═════ TEXT PROVIDED ═════

Friday, April 26, 2013

Five Good Reasons to Support the School Budget

Ed McKeon is a resident, and member of the Middletown Board of Ed.  This post reflects his personal opinion and does not necessarily reflect the opinion of the Board of Ed in general, or any other individual members of the board.

On Tuesday, the residents and taxpayers of Middletown will have the opportunity to comment on the school budget proposed by school superintendent Pat Charles.

As a father of two boys in a city elementary school, and as a member of the Board of Education, I urge all residents to support full funding of the budget as requested, and here are five reasons why.

1.     The Board of Education Budget is more open and transparent than ever before.  In the past, the public, and the Common Council have complained that budgeting and spending at the Board of Education was cloaked in secrecy.  This year, under Superintendent Pat Charles, the Council received the budget request earlier than they ever have.  They have had the chance to examine it and question expenditures.  They mayor, and his financial advisers, have been part of budget development from the beginning, and all have been invited to attend Budget Committee and Board meetings to join in financial discussions, though few have. 

In the past five years the Common Council has granted only minimal increases to the Board of Ed.  These minimal increases have meant that the BOE has not been able to reasonably keep up with inflation, contract obligations, loss of state and federal grants and state mandates (it must be noted that Middletown teachers, have, during that period, given up expected raises).  This also means that after five years, we are trying to dig out of a deep hole.

═════ SUPPLIED DATA ═════

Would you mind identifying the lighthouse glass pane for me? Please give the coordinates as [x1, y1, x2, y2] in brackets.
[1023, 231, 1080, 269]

═════

**WHAT THE EXERCISE ASKS**
Repeat the passage of the school budget post between "Friday, April 26, 2013" and "of the board.", inclusive, word for word.

**EXERCISE OUTPUT**
Friday, April 26, 2013

Five Good Reasons to Support the School Budget

Ed McKeon is a resident, and member of the Middletown Board of Ed.  This post reflects his personal opinion and does not necessarily reflect the opinion of the Board of Ed in general, or any other individual members of the board.